** start MATERIAL PROVIDED **
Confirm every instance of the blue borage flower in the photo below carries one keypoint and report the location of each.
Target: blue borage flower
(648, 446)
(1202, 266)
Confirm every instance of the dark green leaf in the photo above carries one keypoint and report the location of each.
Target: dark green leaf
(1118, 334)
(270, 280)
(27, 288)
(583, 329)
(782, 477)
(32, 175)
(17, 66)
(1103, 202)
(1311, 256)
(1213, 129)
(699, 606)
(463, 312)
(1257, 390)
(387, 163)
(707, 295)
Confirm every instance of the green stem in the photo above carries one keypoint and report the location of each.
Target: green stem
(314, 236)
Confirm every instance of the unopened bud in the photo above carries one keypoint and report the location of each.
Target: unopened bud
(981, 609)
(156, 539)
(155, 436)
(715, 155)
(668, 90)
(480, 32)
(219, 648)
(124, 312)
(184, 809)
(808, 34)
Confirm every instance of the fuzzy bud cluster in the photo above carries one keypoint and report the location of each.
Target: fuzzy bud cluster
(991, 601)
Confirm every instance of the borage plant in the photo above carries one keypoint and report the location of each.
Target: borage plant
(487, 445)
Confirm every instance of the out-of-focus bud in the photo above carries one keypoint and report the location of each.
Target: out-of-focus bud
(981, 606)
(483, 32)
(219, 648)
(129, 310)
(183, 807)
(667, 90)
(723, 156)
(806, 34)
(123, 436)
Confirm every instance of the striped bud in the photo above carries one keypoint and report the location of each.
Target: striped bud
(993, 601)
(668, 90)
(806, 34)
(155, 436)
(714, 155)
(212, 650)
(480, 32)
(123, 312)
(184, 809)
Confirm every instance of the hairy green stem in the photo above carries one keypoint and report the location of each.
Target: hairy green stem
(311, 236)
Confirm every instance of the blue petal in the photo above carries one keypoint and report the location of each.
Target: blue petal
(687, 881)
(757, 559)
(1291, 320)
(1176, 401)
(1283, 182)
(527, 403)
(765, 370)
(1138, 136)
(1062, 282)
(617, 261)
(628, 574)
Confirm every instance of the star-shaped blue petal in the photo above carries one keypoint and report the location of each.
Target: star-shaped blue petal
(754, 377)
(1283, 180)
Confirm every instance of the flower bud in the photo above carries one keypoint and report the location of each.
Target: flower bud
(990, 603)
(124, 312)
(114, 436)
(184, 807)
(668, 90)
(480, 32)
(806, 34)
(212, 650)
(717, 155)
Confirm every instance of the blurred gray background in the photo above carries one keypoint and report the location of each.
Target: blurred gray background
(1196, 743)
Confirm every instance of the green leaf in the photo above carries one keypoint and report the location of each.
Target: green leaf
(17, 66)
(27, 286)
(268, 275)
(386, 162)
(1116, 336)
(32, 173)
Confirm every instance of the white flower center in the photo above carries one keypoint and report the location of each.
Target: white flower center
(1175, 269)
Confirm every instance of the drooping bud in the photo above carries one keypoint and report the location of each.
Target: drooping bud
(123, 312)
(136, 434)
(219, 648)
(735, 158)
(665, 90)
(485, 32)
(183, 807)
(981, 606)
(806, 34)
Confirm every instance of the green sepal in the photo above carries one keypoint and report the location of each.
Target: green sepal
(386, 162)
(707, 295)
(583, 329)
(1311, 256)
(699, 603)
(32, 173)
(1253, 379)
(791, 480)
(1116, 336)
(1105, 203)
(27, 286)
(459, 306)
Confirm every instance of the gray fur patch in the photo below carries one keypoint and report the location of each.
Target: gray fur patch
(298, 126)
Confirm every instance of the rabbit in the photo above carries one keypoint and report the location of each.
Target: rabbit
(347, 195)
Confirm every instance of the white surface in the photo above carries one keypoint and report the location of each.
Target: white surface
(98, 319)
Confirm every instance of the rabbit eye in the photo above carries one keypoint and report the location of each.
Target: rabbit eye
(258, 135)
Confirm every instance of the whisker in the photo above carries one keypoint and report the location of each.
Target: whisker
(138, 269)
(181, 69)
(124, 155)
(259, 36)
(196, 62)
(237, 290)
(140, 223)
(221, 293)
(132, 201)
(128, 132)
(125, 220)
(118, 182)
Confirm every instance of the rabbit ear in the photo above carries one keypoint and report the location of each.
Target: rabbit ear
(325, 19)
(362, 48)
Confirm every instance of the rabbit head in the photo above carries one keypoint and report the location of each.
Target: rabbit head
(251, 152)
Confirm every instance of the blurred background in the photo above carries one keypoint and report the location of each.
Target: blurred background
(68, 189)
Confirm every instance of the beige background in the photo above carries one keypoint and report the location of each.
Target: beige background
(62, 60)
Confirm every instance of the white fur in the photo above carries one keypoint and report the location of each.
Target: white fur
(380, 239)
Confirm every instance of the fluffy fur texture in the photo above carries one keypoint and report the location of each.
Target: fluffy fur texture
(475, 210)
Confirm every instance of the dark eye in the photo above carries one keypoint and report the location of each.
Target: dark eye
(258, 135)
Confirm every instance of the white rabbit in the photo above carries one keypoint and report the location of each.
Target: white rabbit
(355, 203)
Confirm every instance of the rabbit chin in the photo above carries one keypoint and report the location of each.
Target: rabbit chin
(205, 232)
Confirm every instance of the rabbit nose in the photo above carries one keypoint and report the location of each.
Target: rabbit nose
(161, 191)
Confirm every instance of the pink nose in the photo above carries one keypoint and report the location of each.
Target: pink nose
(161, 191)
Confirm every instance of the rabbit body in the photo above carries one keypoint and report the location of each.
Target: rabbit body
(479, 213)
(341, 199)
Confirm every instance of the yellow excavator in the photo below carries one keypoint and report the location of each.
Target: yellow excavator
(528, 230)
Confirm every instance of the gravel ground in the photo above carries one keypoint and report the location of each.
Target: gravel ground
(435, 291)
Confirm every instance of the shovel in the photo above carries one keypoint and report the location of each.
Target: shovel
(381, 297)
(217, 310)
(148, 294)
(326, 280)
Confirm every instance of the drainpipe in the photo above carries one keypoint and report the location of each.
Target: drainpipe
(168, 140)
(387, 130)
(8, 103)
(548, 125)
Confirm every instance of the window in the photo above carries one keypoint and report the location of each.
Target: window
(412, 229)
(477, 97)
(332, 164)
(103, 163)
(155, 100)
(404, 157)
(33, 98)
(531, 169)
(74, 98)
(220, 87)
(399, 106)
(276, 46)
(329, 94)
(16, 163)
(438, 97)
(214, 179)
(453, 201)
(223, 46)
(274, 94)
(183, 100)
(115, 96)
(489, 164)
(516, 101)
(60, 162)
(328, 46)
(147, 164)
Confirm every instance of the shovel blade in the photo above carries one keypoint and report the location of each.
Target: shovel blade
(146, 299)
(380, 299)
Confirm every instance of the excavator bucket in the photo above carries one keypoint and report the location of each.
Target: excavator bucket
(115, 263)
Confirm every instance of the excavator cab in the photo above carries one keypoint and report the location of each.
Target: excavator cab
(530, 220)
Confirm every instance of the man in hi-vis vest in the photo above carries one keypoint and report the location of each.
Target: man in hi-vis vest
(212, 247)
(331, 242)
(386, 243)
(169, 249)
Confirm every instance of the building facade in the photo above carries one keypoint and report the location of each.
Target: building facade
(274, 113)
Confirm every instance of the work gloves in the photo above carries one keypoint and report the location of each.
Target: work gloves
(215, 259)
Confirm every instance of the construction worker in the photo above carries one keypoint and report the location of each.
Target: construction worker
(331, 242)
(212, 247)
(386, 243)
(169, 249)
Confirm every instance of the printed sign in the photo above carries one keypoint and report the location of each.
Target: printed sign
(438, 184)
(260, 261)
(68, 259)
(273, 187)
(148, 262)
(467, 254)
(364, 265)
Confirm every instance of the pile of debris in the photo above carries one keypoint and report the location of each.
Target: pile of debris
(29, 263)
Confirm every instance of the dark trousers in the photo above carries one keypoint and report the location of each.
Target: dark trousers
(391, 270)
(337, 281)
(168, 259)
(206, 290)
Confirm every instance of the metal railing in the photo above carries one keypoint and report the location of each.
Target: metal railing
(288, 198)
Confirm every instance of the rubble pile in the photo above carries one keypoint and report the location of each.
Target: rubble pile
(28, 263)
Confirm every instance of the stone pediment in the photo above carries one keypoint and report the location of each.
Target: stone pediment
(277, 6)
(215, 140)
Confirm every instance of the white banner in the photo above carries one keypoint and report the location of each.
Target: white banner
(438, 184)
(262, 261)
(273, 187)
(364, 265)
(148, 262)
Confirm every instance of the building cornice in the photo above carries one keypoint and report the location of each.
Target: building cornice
** end MATERIAL PROVIDED **
WHAT TO DO
Format the entries above as a JSON list of strings, one string per line and no strings for blank lines, from the line containing "Confirm every instance of the rubble" up to and including the last line of the entries.

THE REPLY
[
  "Confirm every instance of the rubble pile in the photo above carries one keypoint and report the location of each.",
  "Target: rubble pile",
  "(28, 263)",
  "Confirm every instance of the stone pediment in the photo above carries one keypoint and report the location of each.",
  "Target: stone pediment",
  "(277, 6)",
  "(215, 140)",
  "Confirm every instance of the white banner in the photo above carries one keypoint and report the location of each.",
  "Target: white banner",
  "(438, 184)",
  "(262, 261)",
  "(273, 187)",
  "(364, 265)",
  "(148, 262)",
  "Confirm every instance of the building cornice in the photo above carries one keypoint and report the location of each.",
  "Target: building cornice"
]